提供された抜粋 =
アメリカの病院に行ったことがある方ならご存じだと思いますが、アメリカの医師はさまざまな健康診断テストを勧めることが多いです。これは、いわゆる「オバマケア」として知られる健康保険制度が施行されて以来、病気の早期発見や予防に対する意識が一層高まったためです。
特に、USPSTF(US Preventive Services Task Force) という機関が重要な役割を果たしています。この機関は、アメリカにおける健康予防推進を担当し、多くの医師がその推奨する予防接種や健康診断テストを参考にしています。今回は、このUSPSTFが推奨する健康診断テストを紹介したいと思います。
USPSTFの評価基準
USPSTFは、健康診断テストの推奨度を次の5段階に分類しています。
- A: 絶対に健康に有益である。
- B: 確かに健康に有益である。
- C: 医師と患者の判断に委ねられる。
- D: 推奨されない。
- I: 証拠が不十分で評価できない。
AおよびB評価のテストは、多くの健康保険で患者の自己負担がないようになっています。そのため、医師はこれらのテストを積極的に勧める傾向にあります。では、具体的にどのような健康診断テストが推奨されているのでしょうか。
1. 脂肪値(コレステロール)の検査
- 35歳以上の男性: A評価(定期的なチェックが推奨される)
- 20〜35歳の男性: B評価(心臓病リスクが高い場合のみ推奨)
- 45歳以上の女性: A評価(定期的なチェックが推奨される)
- 20〜45歳の女性: B評価(心臓病リスクが高い場合のみ推奨)
心臓病リスクの高い人(高血圧、糖尿病、喫煙者、肥満、家族歴がある人)は、若くても定期的な検査が推奨されます。
2. スタチン(コレステロール低下薬)の使用
- 40〜75歳の心臓病リスクが高い人: B評価(低〜中程度のスタチン使用が推奨される)
- 75歳以上: I評価(十分な証拠がない)
スタチンは肝臓に負担をかけるため、医師と慎重に相談する必要があります。
3. 禁煙指導
- 医師が喫煙状況を確認する: A評価
- 喫煙者に禁煙カウンセリングを行う: B評価
妊婦に対して特に禁煙が強く推奨されます。禁煙カウンセリングの方法も、患者の意識や意欲に応じて調整することが重要とされています。
4. がん検査
アメリカにおけるがん死亡率の高い順は次の通りです。
- 肺がん
- 大腸がん
- 乳がん
- すい臓がん
- 前立腺がん
5. 肺がんの検査
- 年間30パック以上の喫煙歴があり、過去15年以内に喫煙歴がある55〜79歳の人: B評価(CTスキャンが推奨される)

データセット内容 =
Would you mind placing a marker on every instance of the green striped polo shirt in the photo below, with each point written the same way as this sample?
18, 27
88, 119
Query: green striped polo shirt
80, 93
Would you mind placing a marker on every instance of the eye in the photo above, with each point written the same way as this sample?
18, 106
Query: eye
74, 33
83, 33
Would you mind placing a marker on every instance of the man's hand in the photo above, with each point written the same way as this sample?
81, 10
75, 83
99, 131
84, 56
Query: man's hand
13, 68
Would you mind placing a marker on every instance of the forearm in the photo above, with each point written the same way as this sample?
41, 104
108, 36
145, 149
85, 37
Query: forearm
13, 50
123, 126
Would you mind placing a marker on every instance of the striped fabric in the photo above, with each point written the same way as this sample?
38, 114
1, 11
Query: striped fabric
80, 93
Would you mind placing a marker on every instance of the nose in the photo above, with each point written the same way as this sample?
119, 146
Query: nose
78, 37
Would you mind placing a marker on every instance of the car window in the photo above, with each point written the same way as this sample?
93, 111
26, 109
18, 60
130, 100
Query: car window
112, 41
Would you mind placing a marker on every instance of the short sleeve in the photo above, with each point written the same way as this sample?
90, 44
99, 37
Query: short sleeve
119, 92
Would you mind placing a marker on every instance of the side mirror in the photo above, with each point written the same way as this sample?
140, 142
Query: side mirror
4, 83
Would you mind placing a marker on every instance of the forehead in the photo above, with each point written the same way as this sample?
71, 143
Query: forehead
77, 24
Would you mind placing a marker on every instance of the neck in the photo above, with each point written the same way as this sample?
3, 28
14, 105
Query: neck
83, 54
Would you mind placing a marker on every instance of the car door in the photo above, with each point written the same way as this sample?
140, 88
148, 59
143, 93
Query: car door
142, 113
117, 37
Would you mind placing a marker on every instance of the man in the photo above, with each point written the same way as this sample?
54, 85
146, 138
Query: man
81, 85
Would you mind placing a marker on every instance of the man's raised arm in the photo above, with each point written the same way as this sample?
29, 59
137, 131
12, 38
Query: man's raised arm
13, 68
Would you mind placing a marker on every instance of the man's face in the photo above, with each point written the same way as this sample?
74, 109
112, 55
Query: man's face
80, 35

作業項目 1 =
この抜粋のうち、「アメリカの病院に行ったことが」から「- D: 推奨されない。」まで(両端を含む)を一字一句変えずに返してください。
作業項目 2 =
次の(a)〜(c)がこの抜粋の内容と一致するかを、それぞれ「はい」か「いいえ」で答え、判断の根拠となる抜粋の語句をそのまま引用してください。
(a) USPSTFは健康診断テストの推奨度を5段階に分類している。
(b) 75歳以上の人のスタチン使用はB評価とされている。
(c) 喫煙者への禁煙カウンセリングはA評価とされている。
回答には抜粋の記述のみを根拠とすること。

演習結果 1 =
アメリカの病院に行ったことがある方ならご存じだと思いますが、アメリカの医師はさまざまな健康診断テストを勧めることが多いです。これは、いわゆる「オバマケア」として知られる健康保険制度が施行されて以来、病気の早期発見や予防に対する意識が一層高まったためです。
特に、USPSTF(US Preventive Services Task Force) という機関が重要な役割を果たしています。この機関は、アメリカにおける健康予防推進を担当し、多くの医師がその推奨する予防接種や健康診断テストを参考にしています。今回は、このUSPSTFが推奨する健康診断テストを紹介したいと思います。
USPSTFの評価基準
USPSTFは、健康診断テストの推奨度を次の5段階に分類しています。
- A: 絶対に健康に有益である。
- B: 確かに健康に有益である。
- C: 医師と患者の判断に委ねられる。
- D: 推奨されない。

演習結果 2 =
(a) はい:「USPSTFは、健康診断テストの推奨度を次の5段階に分類しています。」
(b) いいえ:「75歳以上: I評価(十分な証拠がない)」
(c) いいえ:「喫煙者に禁煙カウンセリングを行う: B評価」